§ Document excerpt
----------------

This is the 'outer' function:

sub doRestoreMode {
    if ($core_only == 1) {
        ScreenOut("John CORE build detected.\n The -max-run-time mode ONLY works for jumbo build of john.\n");
        exit 1;
    }
    `rm -f tst-*`;

    # grow the pw-new.dic file:
    my $cmd = "$JOHN_EXE -rules=appendNumNum --stdout --w=bitcoin_restart_rules_tst.dic > tst-pw-new.dic 2>/dev/null";
    $cmd = `$cmd`;
    doOneRestore("-w=tst-pw-new.dic", "bitcoin_restart_rules_tst.in", 2000, 20, "bitcoin", "");
    unlink("tst-pw-new.dic");

    # now test wordlist + rules.
    doOneRestore("-w=bitcoin_restart_rules_tst.dic", "bitcoin_restart_rules_tst.in", 2000, 20, "bitcoin", "-rules=appendNumNum");
    # now test wordlist + mask.
    doOneRestore("-w=bitcoin_restart_rules_tst.dic", "bitcoin_restart_rules_tst.in", 2000, 20, "bitcoin", "-mask=?w?d?d");
    # now test single mode.
    doOneRestore("", "bitcoin_restart_single_tst.in", 2000, 20, "bitcoin", "");
    # now test pure mode.
    doOneRestore("", "bitcoin_restart_rules_tst.in", 1000, 20, "bitcoin", "-mask=11111?d?d?d");
    doOneRestore("", "bitcoin_restart_rules_tst.in", 1000, 20, "bitcoin", "-mask=11112?d?d?d");
    # now test pure rexgen mode.
    doOneRestore("", "bitcoin_restart_rules_tst.in", 2000, 20, "bitcoin", "-rexgen=1111[1-2][0-9][0-9][0-9]");
    # now test wordlist + rexgen mode.
    doOneRestore("-w=bitcoin_restart_rules_tst.dic", "bitcoin_restart_rules_tst.in", 2000, 20, "bitcoin", "-rexgen=/0[0-9][0-9]");

    exit 0;
}

And here is the worker function that does each test.

----------------

§ Dataset records
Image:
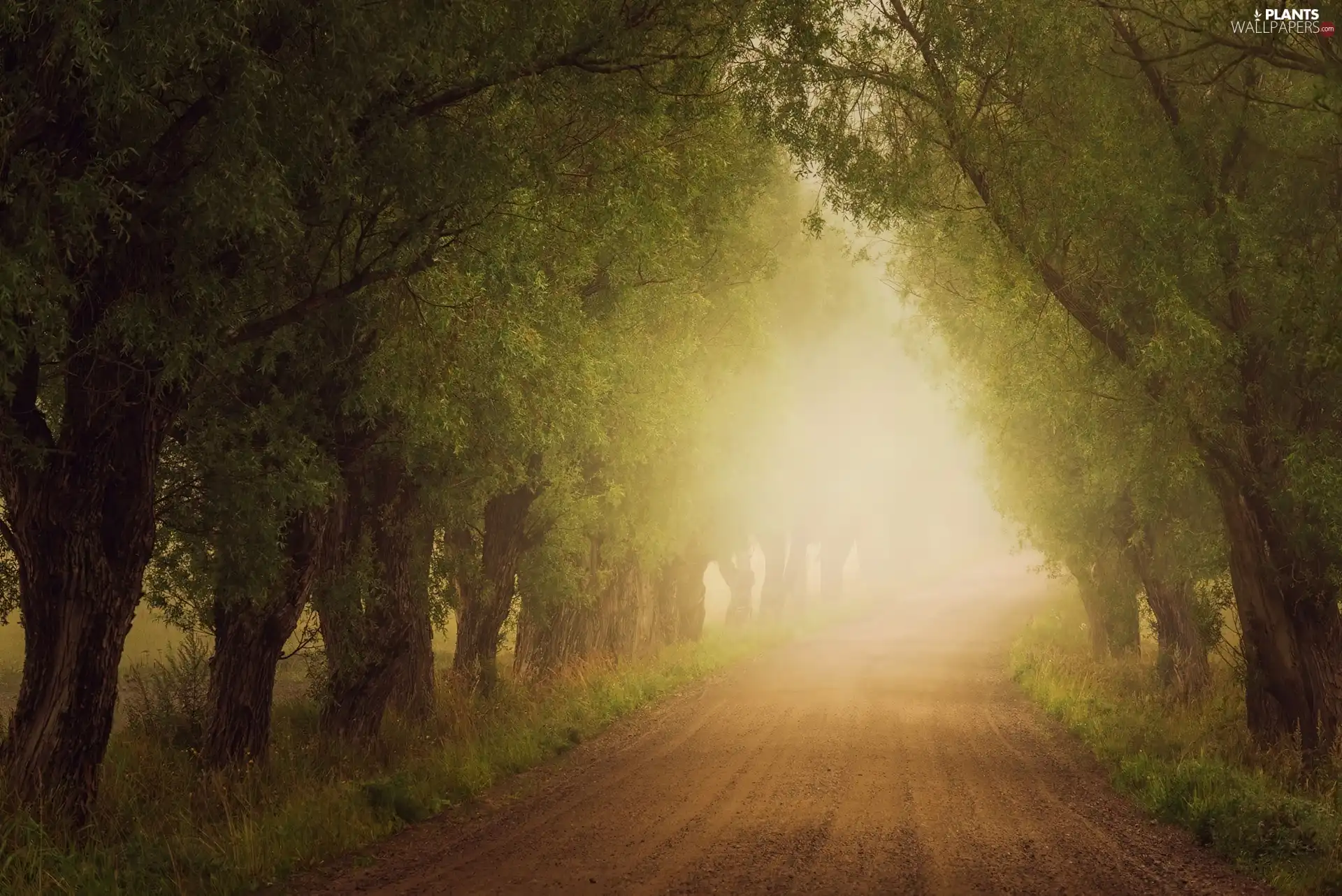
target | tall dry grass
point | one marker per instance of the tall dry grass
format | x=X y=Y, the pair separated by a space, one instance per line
x=1190 y=763
x=163 y=827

----------------

§ Work to do
- a) According to the restore-mode code, which build of john does the -max-run-time mode work with?
- b) Echo every line of the entries that follow the restore-mode code, character for character, but leave out the pictures.

§ Problem solutions
- a) Only the jumbo build of john.

- b)
Image:
target | tall dry grass
point | one marker per instance of the tall dry grass
format | x=X y=Y, the pair separated by a space, one instance per line
x=1190 y=763
x=163 y=827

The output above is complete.